Massachusetts State House.
Boston Bar Journal

Youth Matters: Resentencing and Parole after Commonwealth v. Mattis

May 17, 2024
| Spring 2024 Vol. 68 #2

by Afton M. Templin & Mara Voukydis

In January of this year, a 4-3 majority of the Supreme Judicial Court decided Commonwealth v. Mattis, 493 Mass. 216 (2024), extending the holding of Diatchenko v. District Attorney for the Suffolk Dist., 466 Mass. 655 (2013) (“Diatchenko I”), which prohibited a sentence of life without parole on juveniles, to defendants who were eighteen, nineteen, or twenty years old1 at the time of the offense. The SJC, “based on precedent and contemporary standards of decency in the Commonwealth and elsewhere,”2 concluded that imposing such a sentence on these emerging adults violated Massachusetts Declaration of Rights Article 26. “When it comes to determining whether a punishment is constitutional under either the Eighth Amendment to the United States Constitution or art. 26 of the Massachusetts Declaration of Rights, youth matters.”3

As a remedy, similarly to Diatchenko I, the SJC invalidated the portions of G.L. c. 265, § 2 (a) and G.L. c. 127, § 133A that deny parole to defendants ages eighteen to twenty. The SJC then “look[ed] to the next-most severe sentence under the sentencing scheme to determine the floor of parole eligibility.”4 The majority ended its opinion with the same cautionary language it used to conclude Diatchenko I a decade ago: “[b]y providing an opportunity for parole,” the SJC was not suggesting that emerging adults “should be paroled once they have served a statutorily designated portion of their sentences.”5 Constitutional requirements command only that these individuals “be granted ‘a meaningful opportunity to obtain release based on demonstrated maturity and rehabilitation’ before the Massachusetts parole board, who will ‘evaluate the circumstances surrounding the commission of the crime, including the age of the offender, together with all relevant information pertaining to the offender’s character and actions during the intervening years since conviction.’”6

As a result of the Mattis decision, approximately 200 individuals are now serving parole-eligible life sentences. Pursuant to Diatchenko v. District Att’y for the Suffolk District, 471 Mass. 12 (2015) (“Diatchenko II”), these individuals are eligible for the appointment of counsel. Shortly after the SJC decided Mattis, the Parole Advocacy Unit at the Committee for Public Counsel Services began assigning counsel to impacted individuals based on anticipated parole eligibility dates.

◆ SUPPLIED INFORMATION ◆
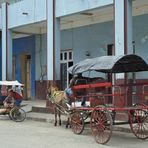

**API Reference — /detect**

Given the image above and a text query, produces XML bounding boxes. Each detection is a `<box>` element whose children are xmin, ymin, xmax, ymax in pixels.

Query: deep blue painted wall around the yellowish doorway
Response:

◆ INSTRUCTIONS TO FOLLOW ◆
Continue the Boston Bar Journal article on resentencing and parole after Commonwealth v. Mattis, picking up after its final sentence. The data has no connection to the text about the Mattis decision.

◆ ANSWER TO THIS TASK ◆
Once counsel has been assigned, the attorney and client will start the intensive process of preparing to show the Parole Board that the client is a strong candidate for release on parole by marshalling evidence to demonstrate that the client “will live and remain at liberty without violating the law” and that their release “is not incompatible with the welfare of society.” G.L. c. 127, § 130. For individuals serving parole-eligible life sentences, their parole hearing is different in kind from other parole hearings. Referred to as “lifer hearings,” these hearings are governed by different regulations, are held at the board’s central office in Natick (instead of the prison or jail) and are open to the public. Lifer hearings require rigorous preparation. Counsel collects and reviews voluminous records, retains experts, and prepares the client to testify before and be questioned by board members.7 The victims’ families have a right to advance notice and to be present and provide testimony to the board if they so choose. The prosecuting district attorney’s office may submit written and oral testimony in opposition. The board “weigh[s] multiple factors” and “consider[s] a wide variety of evidence” before reaching its decision.8

In emerging adult lifer cases, the task is made “far more complex” because the board must also consider “the unique characteristics” of emerging adults.9 These unique characteristics, as explained by the United States Supreme Court in Roper v. Simmons, 543 U.S. 551 (2005), Graham v. Florida, 560 U.S. 48 (2010) and Miller v. Alabama, 567 U.S. 460 (2012), and embraced by the SJC in Diatchenko I, include “a lack of maturity and an underdeveloped sense of responsibility,” being “more vulnerable to negative influences and outside pressures,” and having a character that is less well-formed and “traits less fixed” than adults.10 These characteristics may have been a contributing factor to the offense, which occurred many years before the parole hearing. The board must also consider whether the individual has been rehabilitated and matured out of characteristics that might have had a causal connection to the individual’s criminal behavior many years ago.

While there is significant overlap in how someone will prepare for an emerging adult lifer parole hearing compared to a juvenile lifer hearing, Mattis differs from Diatchenko I and its progeny in ways that leave incarcerated individuals and advocates in familiar but still uncharted waters.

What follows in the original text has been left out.